## Fragmento:
Parece que, en esta época de pandemia (época de pandemia, hágame el berraco favor), el tiempo se contrae y las horas se van por entre un tubo, ¿a dónde? No lo sé. Comienza la semana en Lunes, como debe ser, pero se levanta uno al día siguiente y ya es viernes.
Me aventuro a imaginar que esas horas, que en apariencia se pierden, entran a formar parte de ese terreno al que llamamos pasado, porque el tiempo, el muy condenado, también nos ayuda a precisarlo, a diferencia de la relación que tiene con el futuro, pues allá si no tiene mucho qué hacer.
Entonces Einsten tuvo mucha razón al afirmar eso de que el tiempo es relativo y es cierto que transcurre de manera diferente debido a las circunstancias que se experimentan. El otro día, por ejemplo, vi una publicación que hizo una mujer, donde afirmaba que la semana le había parecido igual de larga que un mes.

## Tareas:
1. Responde según el texto sobre el tiempo en la pandemia:
(a) ¿En qué día dice que comienza la semana?
(b) ¿A qué terreno imagina que pasan las horas que parecen perderse?
(c) ¿Qué afirmaba la mujer en su publicación?
2. Prosigue el texto sobre el tiempo en la pandemia a partir de su última frase.

## Datos mostrados:
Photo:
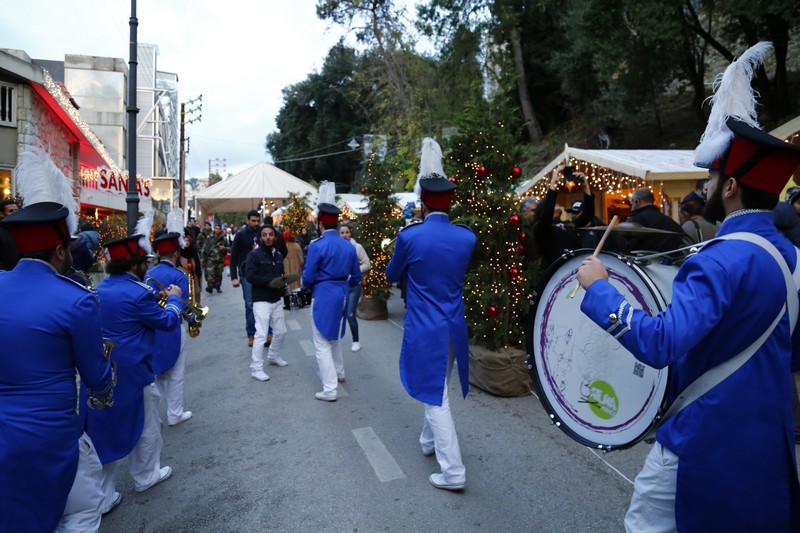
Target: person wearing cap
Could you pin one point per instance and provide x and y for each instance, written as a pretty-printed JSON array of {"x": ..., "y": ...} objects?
[
  {"x": 330, "y": 270},
  {"x": 645, "y": 213},
  {"x": 131, "y": 315},
  {"x": 53, "y": 328},
  {"x": 263, "y": 265},
  {"x": 245, "y": 240},
  {"x": 433, "y": 256},
  {"x": 726, "y": 460},
  {"x": 169, "y": 354}
]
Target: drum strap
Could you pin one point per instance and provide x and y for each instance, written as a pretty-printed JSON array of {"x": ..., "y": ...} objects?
[{"x": 714, "y": 376}]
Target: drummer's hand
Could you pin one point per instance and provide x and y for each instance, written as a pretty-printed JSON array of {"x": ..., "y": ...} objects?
[{"x": 590, "y": 271}]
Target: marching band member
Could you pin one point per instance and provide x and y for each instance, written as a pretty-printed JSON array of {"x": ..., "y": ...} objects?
[
  {"x": 131, "y": 315},
  {"x": 330, "y": 270},
  {"x": 52, "y": 328},
  {"x": 726, "y": 461},
  {"x": 169, "y": 357},
  {"x": 433, "y": 256}
]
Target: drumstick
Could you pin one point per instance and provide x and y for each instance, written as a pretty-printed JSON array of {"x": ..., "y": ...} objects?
[{"x": 600, "y": 244}]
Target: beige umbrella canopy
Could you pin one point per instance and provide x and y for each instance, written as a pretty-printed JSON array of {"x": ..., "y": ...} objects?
[{"x": 244, "y": 191}]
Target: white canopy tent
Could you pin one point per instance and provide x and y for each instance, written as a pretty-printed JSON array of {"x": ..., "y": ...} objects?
[
  {"x": 648, "y": 165},
  {"x": 244, "y": 191}
]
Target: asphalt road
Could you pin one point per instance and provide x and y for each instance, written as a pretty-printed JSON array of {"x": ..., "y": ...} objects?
[{"x": 270, "y": 457}]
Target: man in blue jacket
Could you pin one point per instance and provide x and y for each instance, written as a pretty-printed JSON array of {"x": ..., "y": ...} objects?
[
  {"x": 131, "y": 315},
  {"x": 433, "y": 256},
  {"x": 726, "y": 461},
  {"x": 263, "y": 265},
  {"x": 330, "y": 270},
  {"x": 52, "y": 329},
  {"x": 169, "y": 355}
]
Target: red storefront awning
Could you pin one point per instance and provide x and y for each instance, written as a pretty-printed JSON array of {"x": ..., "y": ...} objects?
[{"x": 88, "y": 155}]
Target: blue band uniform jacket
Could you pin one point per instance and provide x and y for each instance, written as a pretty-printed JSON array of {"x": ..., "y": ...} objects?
[
  {"x": 330, "y": 270},
  {"x": 131, "y": 315},
  {"x": 434, "y": 256},
  {"x": 735, "y": 444},
  {"x": 50, "y": 325},
  {"x": 168, "y": 343}
]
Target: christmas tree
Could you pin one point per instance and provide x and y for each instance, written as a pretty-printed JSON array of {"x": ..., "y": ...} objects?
[
  {"x": 295, "y": 217},
  {"x": 382, "y": 221},
  {"x": 499, "y": 280}
]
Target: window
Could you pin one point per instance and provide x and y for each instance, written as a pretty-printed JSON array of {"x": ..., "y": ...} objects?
[{"x": 8, "y": 105}]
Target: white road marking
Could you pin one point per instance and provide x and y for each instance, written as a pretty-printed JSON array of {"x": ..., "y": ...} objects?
[
  {"x": 307, "y": 346},
  {"x": 382, "y": 462}
]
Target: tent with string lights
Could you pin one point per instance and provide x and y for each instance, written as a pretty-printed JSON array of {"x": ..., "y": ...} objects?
[
  {"x": 615, "y": 174},
  {"x": 262, "y": 184}
]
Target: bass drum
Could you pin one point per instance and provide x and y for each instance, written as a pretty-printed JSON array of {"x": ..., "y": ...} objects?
[{"x": 589, "y": 384}]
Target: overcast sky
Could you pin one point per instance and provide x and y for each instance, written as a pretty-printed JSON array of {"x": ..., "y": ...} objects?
[{"x": 238, "y": 54}]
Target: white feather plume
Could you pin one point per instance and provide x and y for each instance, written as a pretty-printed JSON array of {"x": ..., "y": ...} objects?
[
  {"x": 327, "y": 194},
  {"x": 430, "y": 162},
  {"x": 175, "y": 224},
  {"x": 143, "y": 228},
  {"x": 733, "y": 97},
  {"x": 38, "y": 180}
]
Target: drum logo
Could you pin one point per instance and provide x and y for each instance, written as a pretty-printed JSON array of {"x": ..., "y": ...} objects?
[{"x": 601, "y": 398}]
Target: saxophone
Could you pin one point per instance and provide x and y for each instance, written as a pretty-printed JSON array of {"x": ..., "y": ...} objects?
[{"x": 200, "y": 313}]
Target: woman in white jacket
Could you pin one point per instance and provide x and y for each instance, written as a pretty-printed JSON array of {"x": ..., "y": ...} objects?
[{"x": 355, "y": 292}]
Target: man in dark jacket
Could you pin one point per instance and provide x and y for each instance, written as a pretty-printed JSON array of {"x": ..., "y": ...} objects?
[
  {"x": 647, "y": 214},
  {"x": 245, "y": 240},
  {"x": 262, "y": 266}
]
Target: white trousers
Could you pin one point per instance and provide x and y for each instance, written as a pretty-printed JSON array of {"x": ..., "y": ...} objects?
[
  {"x": 267, "y": 314},
  {"x": 170, "y": 383},
  {"x": 439, "y": 433},
  {"x": 144, "y": 461},
  {"x": 329, "y": 358},
  {"x": 652, "y": 508},
  {"x": 84, "y": 504}
]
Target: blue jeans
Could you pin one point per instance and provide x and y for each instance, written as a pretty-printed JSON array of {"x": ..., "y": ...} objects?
[
  {"x": 352, "y": 305},
  {"x": 250, "y": 319}
]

## Respuestas:
1.
(a) En lunes.
(b) Al terreno que llamamos pasado.
(c) Que la semana le había parecido igual de larga que un mes.

2.
En la casa hay un reloj cku cku que da el número de campanadas de cada hora y una campanada a la mitad de cada hora, pero es un ruido de fondo al que ya me acostumbré y que a veces ni escucho. ¿Cuándo habrá nacido esa necesidad de marcar el tiempo y medirlo para saber cómo pasa? Las horas, si uno se fija bien, no tienen nada de diferente las unas de las otras exceptuando la luz del día y la oscuridad en la noche, pero aún así vivimos obsesionados con medir el tiempo, con atesorar ese intangible tan extraño y tan común.
Imagino entonces que los Amondawa, la tribu amazónica que no cuenta con estructuras lingüísticas para referirse al tiempo, deben estar muy tranquilos en estos momentos, pues para ellos la vida solo se desarrolla en el bloque del presente.